### Exercise 1
According to the Of Mice and Men page, during what period is the novella set?
### Exercise 2
Rewrite the listing below, changing every "stone" to "granite" and keeping everything else the same. Leave the pictures out of your answer.

### Page
* START *

From Conflict to Identity: Main Issues Explored in US Literary Education - Ievgen Sykalo 2026
How does the character of George Milton embody loyalty, responsibility, and the sacrifices made for friendship in John Steinbeck's “Of Mice and Men”?
entry
Entry — Contextual Frame
The American Dream as a Shared Delusion
Core Claim
John Steinbeck's "Of Mice and Men" (1937) is not a story about the failure of individual will, but a stark examination of how the American Dream, when pursued under conditions of extreme economic precarity, transforms from an aspiration into a collective, necessary delusion.
Entry Points
- Economic Reality: The novella is set during the Great Depression, a period where widespread unemployment and poverty made land ownership an almost impossible fantasy for migrant workers, a context that immediately establishes the fragility of George and Lennie's dream.
- Migrant Labor Culture: The transient nature of ranch work, where individuals like George and Lennie constantly sought temporary employment, fostered isolation and prevented the accumulation of capital, an environment that directly undermines the stability required to achieve the dream of a permanent home.
- Narrative Structure: Steinbeck crafts the novella with a sense of tragic inevitability, mirroring the cyclical despair of the era, where recurring patterns of hope and destruction suggest that individual agency is severely limited by systemic forces.
- Social Realism: Steinbeck's commitment to depicting the harsh realities of working-class life, rather than romanticizing it, forces readers to confront uncomfortable truths about social injustice, an approach that grounds the narrative in verifiable historical experience and lends weight to its critique.
Think About It
What makes the dream of "a little piece of land" so compelling for George and Lennie, even when its impossibility is clear from their first conversation by the Salinas River in Chapter 1?
Thesis Scaffold
Steinbeck's depiction of George and Lennie's shared farm dream, particularly its detailed recitation in Chapter 3, functions not as a genuine possibility, but as a necessary narrative device to expose the psychological toll of economic precarity on migrant laborers.
psyche
Psyche — Character Interiority
George Milton: The Burden of Caregiving
Core Claim
George's identity is forged in the impossible burden of caregiving for Lennie Small, revealing the limits of individual agency and compassion within a brutal economic system that offers no alternatives for the vulnerable.
Character System — George Milton
Desire
Independence, peace, and the farm dream as a means to escape constant transience and protect Lennie from a hostile world.
Fear
Lennie's unintentional destructive actions, the profound loneliness he would face if Lennie were gone, and being perpetually trapped by their circumstances.
Self-Image
Responsible, protective, burdened, yet ultimately capable of making difficult, agonizing decisions for Lennie's welfare.
Contradiction
He craves personal freedom and frequently expresses resentment towards Lennie's demands, yet his deep loyalty and sense of responsibility prevent him from abandoning his companion.

* END *

### Supplied information
* START *

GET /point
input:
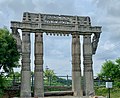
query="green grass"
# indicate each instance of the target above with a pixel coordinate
(102, 91)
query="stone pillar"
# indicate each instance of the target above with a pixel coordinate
(25, 70)
(88, 69)
(76, 70)
(39, 85)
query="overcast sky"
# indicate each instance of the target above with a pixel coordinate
(57, 50)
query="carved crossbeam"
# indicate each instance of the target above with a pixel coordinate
(66, 29)
(55, 24)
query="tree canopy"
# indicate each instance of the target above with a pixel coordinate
(110, 70)
(9, 56)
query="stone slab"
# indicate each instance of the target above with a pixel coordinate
(64, 97)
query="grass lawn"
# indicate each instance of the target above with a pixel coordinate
(102, 91)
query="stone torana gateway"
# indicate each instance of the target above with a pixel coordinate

* END *

### Written solution 1
The Great Depression.

### Written solution 2
GET /point
input:
query="green grass"
# indicate each instance of the target above with a pixel coordinate
(102, 91)
query="granite pillar"
# indicate each instance of the target above with a pixel coordinate
(25, 70)
(88, 69)
(76, 70)
(39, 85)
query="overcast sky"
# indicate each instance of the target above with a pixel coordinate
(57, 50)
query="carved crossbeam"
# indicate each instance of the target above with a pixel coordinate
(66, 29)
(55, 24)
query="tree canopy"
# indicate each instance of the target above with a pixel coordinate
(110, 70)
(9, 56)
query="granite slab"
# indicate each instance of the target above with a pixel coordinate
(64, 97)
query="grass lawn"
# indicate each instance of the target above with a pixel coordinate
(102, 91)
query="granite torana gateway"
# indicate each instance of the target above with a pixel coordinate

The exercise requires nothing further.